**Your instructions**
Reproduce the data exactly. Omit no record.

**Data extracted from a collection**
Content starts

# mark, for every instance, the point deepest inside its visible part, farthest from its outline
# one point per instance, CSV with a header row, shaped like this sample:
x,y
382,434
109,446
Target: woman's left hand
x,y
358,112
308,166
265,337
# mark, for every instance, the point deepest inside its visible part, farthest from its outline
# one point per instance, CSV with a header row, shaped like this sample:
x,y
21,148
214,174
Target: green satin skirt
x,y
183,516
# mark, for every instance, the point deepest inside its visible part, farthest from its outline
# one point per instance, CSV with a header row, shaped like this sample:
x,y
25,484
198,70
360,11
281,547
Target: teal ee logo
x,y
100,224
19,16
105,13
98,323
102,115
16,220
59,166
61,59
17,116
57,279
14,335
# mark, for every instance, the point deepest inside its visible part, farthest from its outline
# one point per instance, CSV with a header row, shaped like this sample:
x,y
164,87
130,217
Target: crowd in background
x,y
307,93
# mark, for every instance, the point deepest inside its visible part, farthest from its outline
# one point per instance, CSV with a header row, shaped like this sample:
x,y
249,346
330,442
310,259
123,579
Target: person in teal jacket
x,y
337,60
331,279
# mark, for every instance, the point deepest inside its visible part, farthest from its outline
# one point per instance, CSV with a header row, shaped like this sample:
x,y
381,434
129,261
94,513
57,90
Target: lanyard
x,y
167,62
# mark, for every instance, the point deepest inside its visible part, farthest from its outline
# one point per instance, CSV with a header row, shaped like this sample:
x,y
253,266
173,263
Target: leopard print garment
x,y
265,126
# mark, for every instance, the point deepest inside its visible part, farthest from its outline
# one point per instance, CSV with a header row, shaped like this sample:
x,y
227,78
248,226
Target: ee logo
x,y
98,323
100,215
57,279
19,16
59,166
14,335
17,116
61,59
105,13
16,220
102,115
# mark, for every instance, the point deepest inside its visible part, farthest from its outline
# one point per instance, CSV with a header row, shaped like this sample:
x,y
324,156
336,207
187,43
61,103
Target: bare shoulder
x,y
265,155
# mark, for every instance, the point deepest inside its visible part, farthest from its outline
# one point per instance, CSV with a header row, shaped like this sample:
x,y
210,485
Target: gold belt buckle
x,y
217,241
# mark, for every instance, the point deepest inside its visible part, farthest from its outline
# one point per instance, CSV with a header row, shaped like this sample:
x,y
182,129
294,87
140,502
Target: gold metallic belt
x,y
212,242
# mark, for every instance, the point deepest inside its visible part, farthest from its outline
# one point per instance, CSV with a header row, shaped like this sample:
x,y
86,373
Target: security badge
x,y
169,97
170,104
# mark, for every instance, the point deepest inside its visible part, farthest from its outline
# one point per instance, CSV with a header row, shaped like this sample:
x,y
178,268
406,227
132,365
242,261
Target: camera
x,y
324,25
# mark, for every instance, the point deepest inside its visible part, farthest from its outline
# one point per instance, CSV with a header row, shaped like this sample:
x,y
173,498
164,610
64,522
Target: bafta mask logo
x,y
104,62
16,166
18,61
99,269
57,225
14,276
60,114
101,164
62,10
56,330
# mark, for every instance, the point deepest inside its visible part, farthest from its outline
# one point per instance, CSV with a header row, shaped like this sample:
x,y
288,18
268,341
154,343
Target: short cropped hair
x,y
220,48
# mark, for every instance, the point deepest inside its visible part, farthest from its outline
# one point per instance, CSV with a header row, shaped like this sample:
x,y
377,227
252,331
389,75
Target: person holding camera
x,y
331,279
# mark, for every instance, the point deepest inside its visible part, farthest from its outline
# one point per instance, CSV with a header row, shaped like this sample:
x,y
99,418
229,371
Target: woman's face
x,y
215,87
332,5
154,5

Content ends

**Solution**
# mark, for every instance, the point deepest inside its visible part, farthest from its outline
# one point per instance, CSV with a header row, shaped like this sample:
x,y
382,434
109,446
Target: woman's left hand
x,y
358,112
308,166
265,337
# mark, for every instance, the point deepest inside its visible part, farthest from its outline
# one point per instance, CSV with a header row, shaped like this sample:
x,y
21,148
214,174
Target: green satin skirt
x,y
183,516
# mark, for every instance, the point deepest inside its visible part, farthest from its outline
# one point per instance, CSV with a header row, shaped like this sample:
x,y
25,484
198,70
360,11
281,547
Target: teal ee logo
x,y
100,224
19,16
105,13
98,323
102,115
16,220
59,166
61,59
17,116
57,279
14,335
# mark, for every instance, the point deepest inside its visible part, farthest from its outline
# one point per instance, CSV with a header row, shaped like this sample:
x,y
164,87
130,217
Target: crowd in background
x,y
307,93
# mark, for every instance, the point deepest inside its visible part, farthest from its outline
# one point per instance, CSV with a header row, shaped like this sample:
x,y
249,346
330,442
310,259
123,579
Target: person in teal jacket
x,y
337,60
331,279
# mark, for every instance, the point deepest inside its visible part, farthest from its outline
# one point per instance, CSV with a header row, shaped like this sample:
x,y
381,434
129,261
94,513
57,90
Target: lanyard
x,y
167,62
# mark, for every instance, the point deepest inside its visible part, farthest from its outline
# one point per instance, CSV with a header row, shaped like this sample:
x,y
253,266
173,263
Target: leopard print garment
x,y
265,126
# mark, for every instance, the point deepest inside its visible part, farthest from its outline
# one point per instance, CSV with a header row, shaped like this sample:
x,y
227,78
248,226
Target: ee logo
x,y
98,323
100,215
57,279
19,16
59,166
14,335
17,116
61,59
105,13
16,220
102,115
# mark, for every instance, the point deepest inside its visible part, farthest from its outline
# one point per instance, CSV with a header row, shaped like this sample:
x,y
324,156
336,207
187,43
61,103
Target: bare shoulder
x,y
265,155
# mark, for every instance, the point deepest inside its visible part, farthest from its outline
# one point per instance, CSV with a header row, shaped like this sample:
x,y
210,485
Target: gold belt buckle
x,y
217,241
# mark, for every instance, the point deepest inside its visible part, farthest from its outline
# one point per instance, CSV with a header row, shaped like this sample:
x,y
182,129
294,87
140,502
Target: gold metallic belt
x,y
212,242
# mark, for every instance, the point deepest inside its visible part, farthest from its outline
# one point per instance, CSV with a header row, shaped like this sample:
x,y
86,373
Target: security badge
x,y
169,97
170,104
# mark, for every instance, the point deepest inside its visible part, farthest from its outline
# one point per instance, CSV with a header row, shaped like this sample:
x,y
178,268
406,227
132,365
242,261
Target: camera
x,y
324,25
# mark, for every instance, the point deepest inside its visible part, farthest from its outline
# one point per instance, CSV with a header row, shaped like this sample:
x,y
173,498
164,610
64,522
Target: bafta mask logo
x,y
104,62
16,166
18,61
99,269
57,225
14,276
60,114
101,164
62,10
56,330
# mark, for every instance, the point deepest inside its visible part, farthest from its outline
# one point per instance, CSV with a header row, shaped like this sample:
x,y
288,18
268,341
154,343
Target: short cropped hair
x,y
220,48
# mark, for every instance, the point deepest inside its visible part, farthest from its outline
# one point per instance, CSV with a header row, shaped like this sample:
x,y
377,227
252,331
389,75
Target: person holding camera
x,y
331,279
# mark, for every instance, the point deepest inside its visible part, farthest from its outline
# one point per instance, CSV with a header row, shaped like this sample:
x,y
99,418
229,371
Target: woman's face
x,y
215,87
332,5
154,5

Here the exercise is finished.